» **Exercise requirements**
The records follow. Transcribe only the lines from the line containing "find the blue emergency" through the end, both ends included, and leave out the pictures.

┄┄┄┄┄┄┄┄┄┄┄┄┄┄┄┄┄┄┄┄

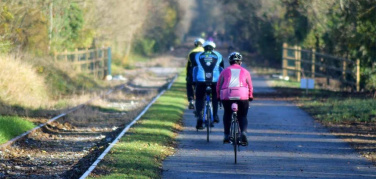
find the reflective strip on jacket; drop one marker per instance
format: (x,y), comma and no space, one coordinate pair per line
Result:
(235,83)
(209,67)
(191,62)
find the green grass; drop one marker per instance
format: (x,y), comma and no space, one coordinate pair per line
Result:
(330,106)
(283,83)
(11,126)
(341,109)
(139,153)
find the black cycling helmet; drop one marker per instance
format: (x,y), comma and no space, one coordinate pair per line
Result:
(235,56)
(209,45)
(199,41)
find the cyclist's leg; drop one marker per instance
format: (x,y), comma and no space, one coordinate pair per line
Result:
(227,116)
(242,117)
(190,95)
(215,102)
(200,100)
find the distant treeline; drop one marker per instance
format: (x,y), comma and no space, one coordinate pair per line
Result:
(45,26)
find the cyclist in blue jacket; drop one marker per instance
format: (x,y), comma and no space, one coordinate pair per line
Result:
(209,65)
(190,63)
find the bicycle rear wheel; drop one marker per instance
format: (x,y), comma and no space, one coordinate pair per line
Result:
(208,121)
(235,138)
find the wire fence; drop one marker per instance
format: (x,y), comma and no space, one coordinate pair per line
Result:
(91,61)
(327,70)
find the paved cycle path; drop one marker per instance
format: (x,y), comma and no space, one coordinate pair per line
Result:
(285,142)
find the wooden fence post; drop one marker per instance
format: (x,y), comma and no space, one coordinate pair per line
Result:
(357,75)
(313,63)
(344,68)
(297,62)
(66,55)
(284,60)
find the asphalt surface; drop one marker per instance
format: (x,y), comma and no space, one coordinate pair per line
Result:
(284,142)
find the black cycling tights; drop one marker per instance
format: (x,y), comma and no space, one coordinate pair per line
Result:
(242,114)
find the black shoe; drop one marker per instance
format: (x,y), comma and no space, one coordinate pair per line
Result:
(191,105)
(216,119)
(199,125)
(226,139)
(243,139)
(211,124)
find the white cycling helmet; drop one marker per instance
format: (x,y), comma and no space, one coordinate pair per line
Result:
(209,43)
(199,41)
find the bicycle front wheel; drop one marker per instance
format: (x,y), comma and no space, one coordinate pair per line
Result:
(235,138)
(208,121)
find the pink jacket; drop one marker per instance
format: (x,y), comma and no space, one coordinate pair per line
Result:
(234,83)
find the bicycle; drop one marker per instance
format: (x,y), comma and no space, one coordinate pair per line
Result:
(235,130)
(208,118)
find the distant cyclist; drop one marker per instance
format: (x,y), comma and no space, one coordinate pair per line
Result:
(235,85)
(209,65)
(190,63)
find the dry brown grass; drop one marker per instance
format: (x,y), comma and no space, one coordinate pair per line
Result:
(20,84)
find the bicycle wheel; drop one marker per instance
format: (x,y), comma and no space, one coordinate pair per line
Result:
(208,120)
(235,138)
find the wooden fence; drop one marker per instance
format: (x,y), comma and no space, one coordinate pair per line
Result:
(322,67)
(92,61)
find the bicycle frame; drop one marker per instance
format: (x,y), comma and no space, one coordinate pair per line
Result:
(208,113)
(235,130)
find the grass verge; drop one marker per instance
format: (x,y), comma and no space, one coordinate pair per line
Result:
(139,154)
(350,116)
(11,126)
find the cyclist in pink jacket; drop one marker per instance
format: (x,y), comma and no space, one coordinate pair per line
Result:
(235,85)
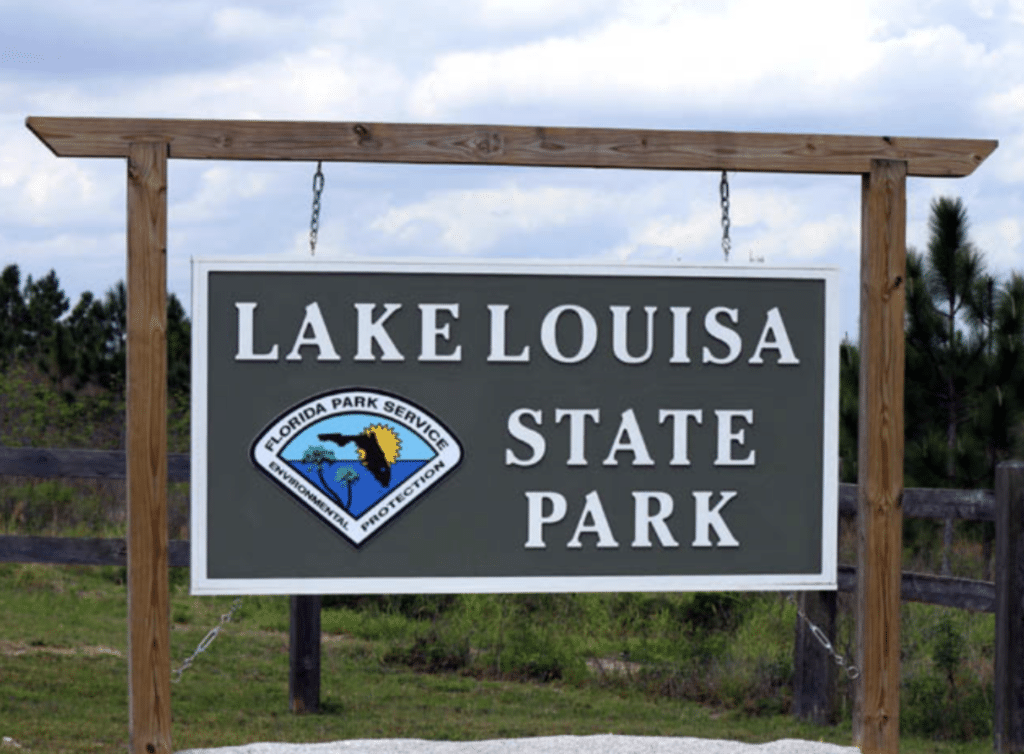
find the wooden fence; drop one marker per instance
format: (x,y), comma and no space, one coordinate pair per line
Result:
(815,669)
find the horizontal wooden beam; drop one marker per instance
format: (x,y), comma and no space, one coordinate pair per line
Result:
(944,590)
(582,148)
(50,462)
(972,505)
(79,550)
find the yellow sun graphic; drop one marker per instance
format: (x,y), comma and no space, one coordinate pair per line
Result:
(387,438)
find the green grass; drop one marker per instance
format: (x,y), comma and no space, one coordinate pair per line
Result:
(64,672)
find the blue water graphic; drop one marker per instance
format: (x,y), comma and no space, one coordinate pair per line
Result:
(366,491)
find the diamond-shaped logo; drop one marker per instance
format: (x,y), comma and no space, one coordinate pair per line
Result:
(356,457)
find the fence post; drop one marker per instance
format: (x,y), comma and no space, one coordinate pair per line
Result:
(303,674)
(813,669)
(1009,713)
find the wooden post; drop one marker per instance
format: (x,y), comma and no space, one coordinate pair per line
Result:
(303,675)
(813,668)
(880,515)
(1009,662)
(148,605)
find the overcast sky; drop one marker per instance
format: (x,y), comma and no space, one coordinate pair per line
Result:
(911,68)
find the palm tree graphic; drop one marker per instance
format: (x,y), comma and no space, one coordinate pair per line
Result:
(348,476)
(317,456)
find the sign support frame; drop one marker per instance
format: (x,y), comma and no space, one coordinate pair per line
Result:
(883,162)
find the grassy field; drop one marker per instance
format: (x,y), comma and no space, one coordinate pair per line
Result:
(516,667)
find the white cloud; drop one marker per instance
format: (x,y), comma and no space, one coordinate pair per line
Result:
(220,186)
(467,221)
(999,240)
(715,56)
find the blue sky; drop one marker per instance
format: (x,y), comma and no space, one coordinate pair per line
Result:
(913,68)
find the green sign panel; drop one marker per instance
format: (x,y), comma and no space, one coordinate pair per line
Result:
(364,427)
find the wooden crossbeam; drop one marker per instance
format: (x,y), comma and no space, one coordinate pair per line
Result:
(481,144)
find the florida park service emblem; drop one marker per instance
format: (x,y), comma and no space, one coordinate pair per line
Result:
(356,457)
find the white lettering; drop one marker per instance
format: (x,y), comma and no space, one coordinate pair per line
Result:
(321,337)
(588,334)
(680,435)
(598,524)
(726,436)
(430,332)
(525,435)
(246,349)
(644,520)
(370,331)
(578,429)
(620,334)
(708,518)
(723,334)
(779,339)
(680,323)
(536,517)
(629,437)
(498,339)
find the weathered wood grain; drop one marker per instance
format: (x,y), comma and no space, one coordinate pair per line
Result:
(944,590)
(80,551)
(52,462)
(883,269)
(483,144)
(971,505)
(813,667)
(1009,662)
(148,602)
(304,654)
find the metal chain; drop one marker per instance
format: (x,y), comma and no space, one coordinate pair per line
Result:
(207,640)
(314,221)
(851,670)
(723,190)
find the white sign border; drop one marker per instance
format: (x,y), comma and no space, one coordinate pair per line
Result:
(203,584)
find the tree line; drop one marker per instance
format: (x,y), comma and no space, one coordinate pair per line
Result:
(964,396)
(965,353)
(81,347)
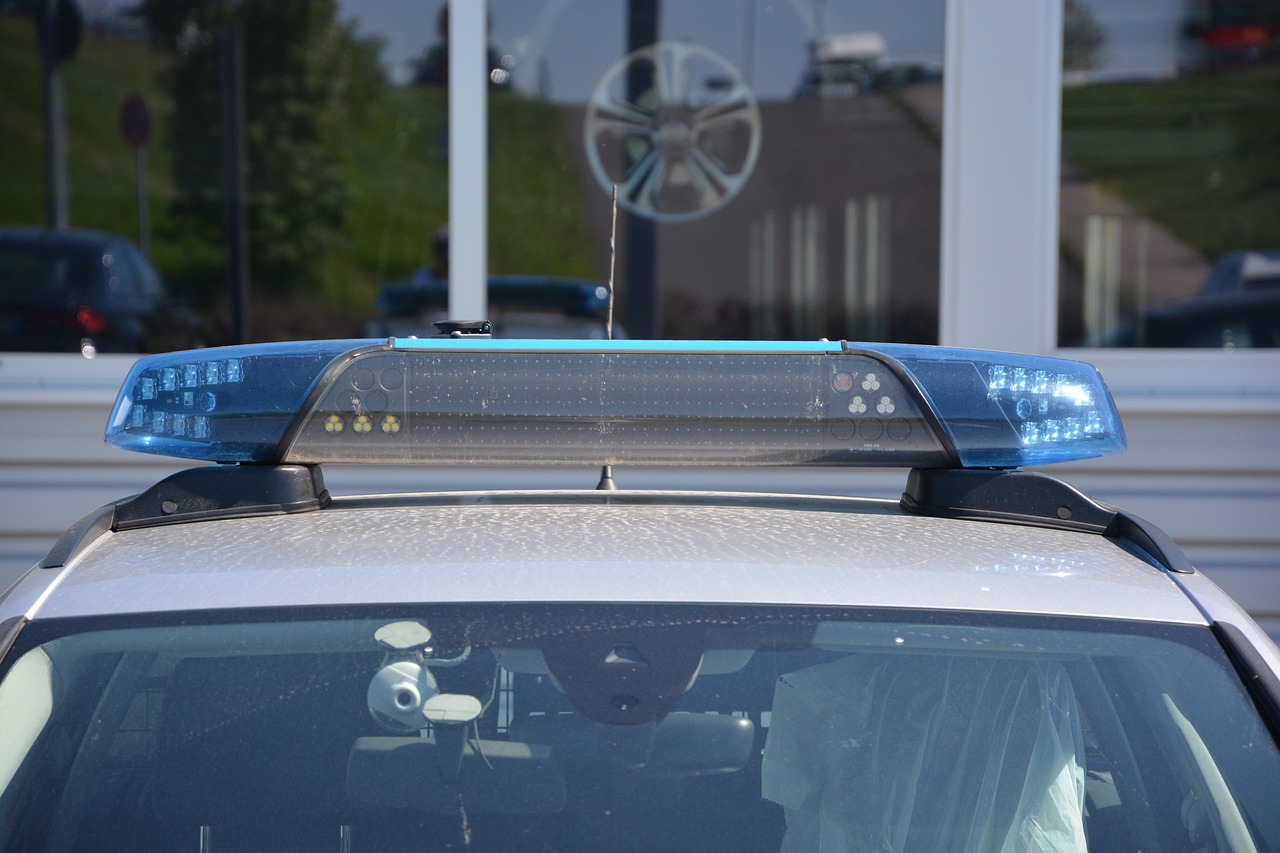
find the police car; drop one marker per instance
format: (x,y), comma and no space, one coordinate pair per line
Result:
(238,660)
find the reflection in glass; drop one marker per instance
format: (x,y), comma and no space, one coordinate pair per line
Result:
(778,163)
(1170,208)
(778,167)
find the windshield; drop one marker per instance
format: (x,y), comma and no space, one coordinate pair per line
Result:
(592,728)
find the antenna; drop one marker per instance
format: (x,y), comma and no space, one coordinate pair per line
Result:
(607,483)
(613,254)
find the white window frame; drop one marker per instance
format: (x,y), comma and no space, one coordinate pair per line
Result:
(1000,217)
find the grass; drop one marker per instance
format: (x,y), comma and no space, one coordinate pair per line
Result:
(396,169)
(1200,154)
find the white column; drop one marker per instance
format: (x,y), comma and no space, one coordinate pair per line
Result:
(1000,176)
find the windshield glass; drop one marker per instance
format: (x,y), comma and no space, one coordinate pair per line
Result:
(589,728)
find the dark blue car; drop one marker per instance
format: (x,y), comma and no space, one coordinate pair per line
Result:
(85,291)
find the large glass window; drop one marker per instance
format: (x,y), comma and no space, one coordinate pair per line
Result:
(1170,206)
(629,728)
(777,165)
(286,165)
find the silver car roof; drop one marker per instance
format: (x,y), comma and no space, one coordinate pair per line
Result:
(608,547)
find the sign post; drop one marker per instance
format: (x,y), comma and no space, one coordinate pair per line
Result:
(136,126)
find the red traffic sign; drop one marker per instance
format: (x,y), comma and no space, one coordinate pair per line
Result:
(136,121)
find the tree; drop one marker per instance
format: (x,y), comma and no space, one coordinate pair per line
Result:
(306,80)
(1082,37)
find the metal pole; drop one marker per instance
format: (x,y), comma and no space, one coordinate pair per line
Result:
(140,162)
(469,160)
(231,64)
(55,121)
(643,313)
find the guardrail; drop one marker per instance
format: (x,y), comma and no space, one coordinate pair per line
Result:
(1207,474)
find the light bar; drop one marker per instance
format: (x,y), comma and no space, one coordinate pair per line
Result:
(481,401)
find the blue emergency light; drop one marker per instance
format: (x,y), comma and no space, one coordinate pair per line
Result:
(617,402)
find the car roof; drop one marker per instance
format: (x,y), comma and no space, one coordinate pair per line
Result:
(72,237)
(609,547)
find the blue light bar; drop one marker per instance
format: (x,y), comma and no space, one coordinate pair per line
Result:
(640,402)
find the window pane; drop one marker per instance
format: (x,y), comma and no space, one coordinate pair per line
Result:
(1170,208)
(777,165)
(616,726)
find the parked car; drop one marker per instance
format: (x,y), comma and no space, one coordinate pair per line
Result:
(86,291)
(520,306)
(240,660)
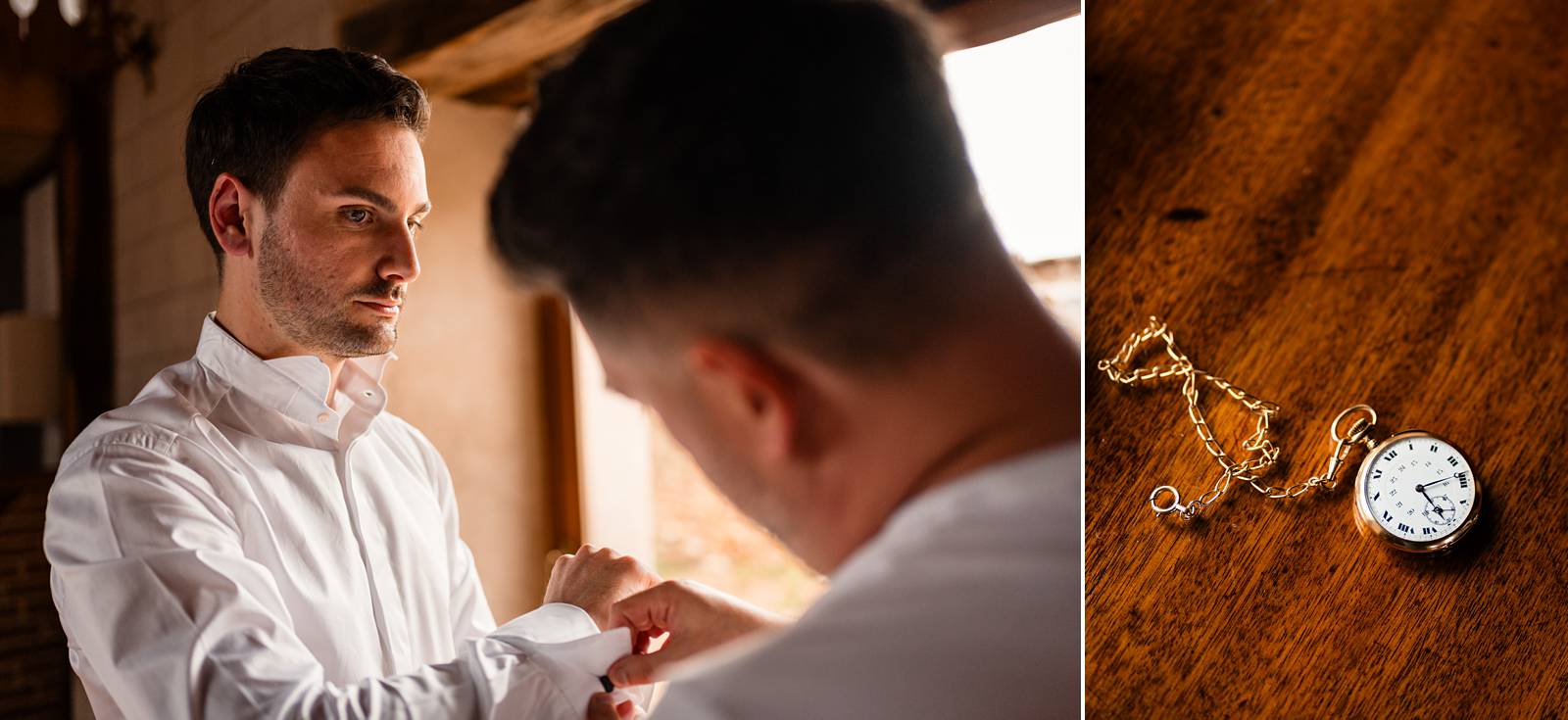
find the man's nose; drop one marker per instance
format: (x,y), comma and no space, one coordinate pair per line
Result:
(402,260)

┄┄┄┄┄┄┄┄┄┄┄┄┄┄┄┄┄┄┄┄

» **Expected answer**
find the blue emergency light; drop one marker per instance
format: (x,y), comma and no space, one coordinate pair per line
Result:
(617,402)
find the car roof; drop one marker per instance
format: (x,y), comma and no space, one coordinate pair per line
Result:
(72,237)
(609,547)
find the blue light bar; drop one marker per instance
format: (x,y), comma and no space, one coordinate pair per line
Result:
(640,402)
find the window pane; drop one marker per instance
format: (x,y), comma and no space, one coordinate pair per line
Result:
(1170,208)
(777,165)
(616,726)
find the parked car; drop one marker per instance
format: (x,y), comma and no space, one coordinate pair per line
Result:
(86,291)
(520,306)
(240,660)
find the man's nose; drop one marker per instance
format: (x,y), comma and no space, one coordinate pair per line
Result:
(402,260)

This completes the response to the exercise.